*Description of the task*
Render every line of the listing below as a numbered list, leaving out any blank lines.

Collection entries
--- Begin ---

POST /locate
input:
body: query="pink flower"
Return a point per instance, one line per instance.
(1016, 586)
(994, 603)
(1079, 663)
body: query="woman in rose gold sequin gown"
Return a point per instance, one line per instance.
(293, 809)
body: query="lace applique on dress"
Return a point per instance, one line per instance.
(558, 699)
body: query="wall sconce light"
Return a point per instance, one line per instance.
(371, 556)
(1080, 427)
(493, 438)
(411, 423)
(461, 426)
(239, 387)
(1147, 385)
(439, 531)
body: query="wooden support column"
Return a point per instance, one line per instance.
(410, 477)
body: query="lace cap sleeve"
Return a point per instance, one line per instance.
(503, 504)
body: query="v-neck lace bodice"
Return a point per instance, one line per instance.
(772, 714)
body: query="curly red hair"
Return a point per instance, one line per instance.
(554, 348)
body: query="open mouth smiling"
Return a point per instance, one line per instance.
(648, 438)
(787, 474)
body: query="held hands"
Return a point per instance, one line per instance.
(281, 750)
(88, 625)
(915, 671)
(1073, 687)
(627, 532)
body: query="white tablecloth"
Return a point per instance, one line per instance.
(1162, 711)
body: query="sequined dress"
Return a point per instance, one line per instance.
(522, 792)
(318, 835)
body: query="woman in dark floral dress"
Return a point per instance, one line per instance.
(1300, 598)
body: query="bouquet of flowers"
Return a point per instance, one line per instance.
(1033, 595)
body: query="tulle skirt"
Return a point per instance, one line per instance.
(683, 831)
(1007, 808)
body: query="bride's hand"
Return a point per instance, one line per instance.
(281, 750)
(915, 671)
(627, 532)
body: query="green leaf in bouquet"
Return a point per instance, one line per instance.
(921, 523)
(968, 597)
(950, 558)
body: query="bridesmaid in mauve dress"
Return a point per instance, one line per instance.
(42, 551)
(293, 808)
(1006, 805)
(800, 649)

--- End ---

*The response*
1. POST /locate
2. input:
3. body: query="pink flower"
4. Return a point per instance, one line per instance.
5. (1016, 586)
6. (994, 603)
7. (1079, 663)
8. body: query="woman in rose gold sequin gown"
9. Return a point per instance, one line per instance.
10. (293, 809)
11. body: query="lace applique on dress"
12. Return a point per instance, one line per instance.
13. (558, 699)
14. body: query="wall sconce light"
15. Return a point per instance, one line per instance.
16. (371, 556)
17. (1080, 427)
18. (493, 438)
19. (411, 423)
20. (461, 426)
21. (239, 387)
22. (1147, 385)
23. (439, 531)
24. body: query="wooden support column"
25. Return a point per instance, one line per instance.
26. (410, 477)
27. body: query="lace cap sleeve"
28. Return a point per instance, one line per instance.
29. (503, 504)
30. body: query="v-neck lace bodice"
31. Return a point per instance, one line per instance.
32. (772, 714)
33. body: query="curly red hair"
34. Return a point per instance, one line per instance.
35. (554, 348)
36. body: query="open mouth smiling"
37. Return a point per instance, one line per instance.
38. (648, 438)
39. (787, 474)
40. body: query="held hands"
41. Return a point per instance, one line per instance.
42. (281, 750)
43. (88, 625)
44. (915, 671)
45. (1073, 687)
46. (627, 532)
47. body: query="white tablecloth"
48. Return a point per instance, one line per instance.
49. (1162, 711)
50. body: query="sequined dress"
51. Return a point per instance, one line per instance.
52. (522, 792)
53. (318, 835)
54. body: query="woman in dark floral dress"
55. Return a point per instance, one line per instance.
56. (1300, 598)
57. body: query="bouquet of flowers"
58. Return a point per instance, one line per instance.
59. (1033, 595)
60. body: query="tulle skirt"
61. Return a point per instance, one line per instance.
62. (683, 831)
63. (1007, 808)
64. body: query="bride's hand"
65. Return a point per instance, one line per instance.
66. (281, 750)
67. (915, 671)
68. (627, 532)
69. body: query="green leaf in bouquet"
70. Return a point per instance, one line per instance.
71. (921, 523)
72. (968, 597)
73. (950, 558)
74. body: query="bridesmaid in mauve dress"
75. Return a point per instance, one line per instance.
76. (42, 551)
77. (293, 808)
78. (1006, 805)
79. (800, 649)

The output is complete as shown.